Objective –
Retype, without changes, every line from the line that contains "Practice. Identify the tree in" through the final line of the records. Exclude pictures.

Information given –

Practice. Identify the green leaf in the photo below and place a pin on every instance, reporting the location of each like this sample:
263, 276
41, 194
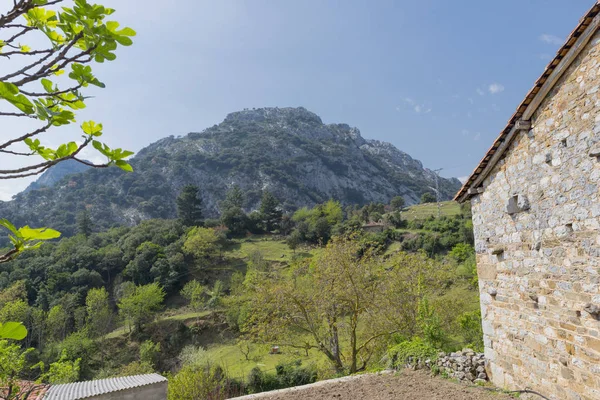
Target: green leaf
13, 330
124, 165
6, 223
91, 128
10, 93
47, 84
28, 233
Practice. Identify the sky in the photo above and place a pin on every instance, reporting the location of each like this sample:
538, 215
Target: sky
438, 79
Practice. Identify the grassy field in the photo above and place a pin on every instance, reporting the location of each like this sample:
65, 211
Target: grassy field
230, 357
270, 248
121, 331
424, 211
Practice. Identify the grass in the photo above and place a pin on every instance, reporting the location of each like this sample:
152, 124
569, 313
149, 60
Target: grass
230, 357
271, 250
424, 211
122, 331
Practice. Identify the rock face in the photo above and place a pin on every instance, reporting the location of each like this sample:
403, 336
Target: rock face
288, 151
56, 173
540, 294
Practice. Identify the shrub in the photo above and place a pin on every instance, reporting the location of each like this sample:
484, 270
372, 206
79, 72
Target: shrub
411, 351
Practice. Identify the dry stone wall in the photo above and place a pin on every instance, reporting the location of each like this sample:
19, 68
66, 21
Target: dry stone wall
465, 366
537, 238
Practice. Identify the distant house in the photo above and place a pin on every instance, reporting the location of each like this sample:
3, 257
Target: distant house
137, 387
536, 217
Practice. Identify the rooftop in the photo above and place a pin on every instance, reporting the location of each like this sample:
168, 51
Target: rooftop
84, 390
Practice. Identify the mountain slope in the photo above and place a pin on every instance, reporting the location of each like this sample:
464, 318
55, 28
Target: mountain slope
288, 151
56, 173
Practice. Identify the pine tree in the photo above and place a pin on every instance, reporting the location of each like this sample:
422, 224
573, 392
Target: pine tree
84, 223
189, 206
233, 199
270, 212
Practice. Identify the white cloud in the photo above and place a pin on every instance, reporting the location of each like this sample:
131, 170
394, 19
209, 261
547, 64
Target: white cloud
495, 88
416, 107
551, 39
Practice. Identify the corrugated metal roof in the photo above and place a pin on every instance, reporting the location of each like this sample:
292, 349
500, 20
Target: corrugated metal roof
583, 25
83, 390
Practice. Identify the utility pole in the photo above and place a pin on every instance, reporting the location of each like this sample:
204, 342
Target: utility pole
437, 190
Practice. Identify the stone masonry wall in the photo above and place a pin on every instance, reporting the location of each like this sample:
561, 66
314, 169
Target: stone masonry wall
537, 238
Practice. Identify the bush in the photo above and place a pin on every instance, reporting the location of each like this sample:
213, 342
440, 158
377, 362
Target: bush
411, 352
287, 375
194, 382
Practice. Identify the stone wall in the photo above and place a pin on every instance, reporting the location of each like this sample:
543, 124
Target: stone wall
537, 238
466, 366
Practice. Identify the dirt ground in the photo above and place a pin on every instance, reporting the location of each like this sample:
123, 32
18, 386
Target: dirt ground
407, 385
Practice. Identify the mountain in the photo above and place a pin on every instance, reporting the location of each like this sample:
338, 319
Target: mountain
56, 173
288, 151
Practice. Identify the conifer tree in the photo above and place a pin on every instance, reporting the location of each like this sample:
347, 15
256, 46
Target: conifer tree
270, 212
189, 206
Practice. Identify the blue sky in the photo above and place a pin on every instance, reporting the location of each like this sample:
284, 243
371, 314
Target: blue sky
437, 78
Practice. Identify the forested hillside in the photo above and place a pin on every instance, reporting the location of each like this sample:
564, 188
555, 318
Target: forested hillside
205, 300
287, 151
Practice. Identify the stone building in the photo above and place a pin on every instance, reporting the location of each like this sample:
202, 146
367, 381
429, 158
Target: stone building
536, 216
136, 387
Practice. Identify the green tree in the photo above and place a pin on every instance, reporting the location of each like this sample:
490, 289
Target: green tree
270, 211
195, 293
149, 352
189, 206
84, 223
139, 306
331, 299
58, 322
236, 220
397, 203
428, 197
294, 240
233, 199
99, 315
40, 45
202, 243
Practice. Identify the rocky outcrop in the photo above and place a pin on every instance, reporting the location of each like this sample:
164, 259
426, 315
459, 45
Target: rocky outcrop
288, 151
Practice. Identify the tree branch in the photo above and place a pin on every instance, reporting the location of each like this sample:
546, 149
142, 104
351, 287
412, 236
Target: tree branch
28, 135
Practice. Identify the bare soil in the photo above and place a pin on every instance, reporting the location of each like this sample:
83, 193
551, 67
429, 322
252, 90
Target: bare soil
406, 385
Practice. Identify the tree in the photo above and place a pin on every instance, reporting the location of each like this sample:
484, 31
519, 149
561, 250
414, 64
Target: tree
330, 301
294, 240
99, 315
201, 243
34, 86
233, 199
189, 206
397, 203
58, 322
427, 197
84, 223
139, 306
195, 293
269, 211
235, 220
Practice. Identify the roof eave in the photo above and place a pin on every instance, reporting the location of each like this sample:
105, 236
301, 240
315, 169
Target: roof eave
565, 56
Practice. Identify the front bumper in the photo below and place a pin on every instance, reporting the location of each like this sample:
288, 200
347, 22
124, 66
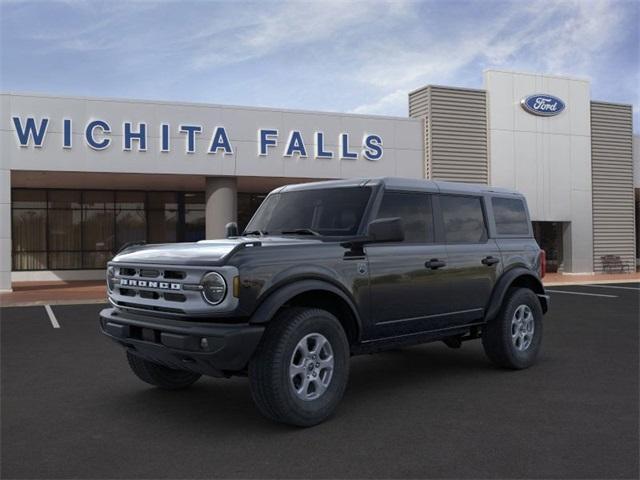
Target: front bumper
179, 344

Task answer –
Practice. Identify the tree in the photo above and place a pin on every instance, reporting the location of each like this sample:
484, 31
519, 149
561, 250
414, 64
Target: tree
330, 301
294, 240
99, 315
201, 243
34, 86
233, 199
189, 206
397, 203
58, 322
427, 197
84, 223
139, 306
195, 293
269, 211
235, 220
Practice. Identify the roof eave in the photo above and place a pin on every instance, reporting the location of each like this sample:
105, 236
301, 240
315, 169
Target: roof eave
565, 56
Practice. Identify the front bumper in the photo below and place a pin on every instance, reporting the location of each like this sample:
288, 200
347, 22
124, 66
Target: front bumper
179, 344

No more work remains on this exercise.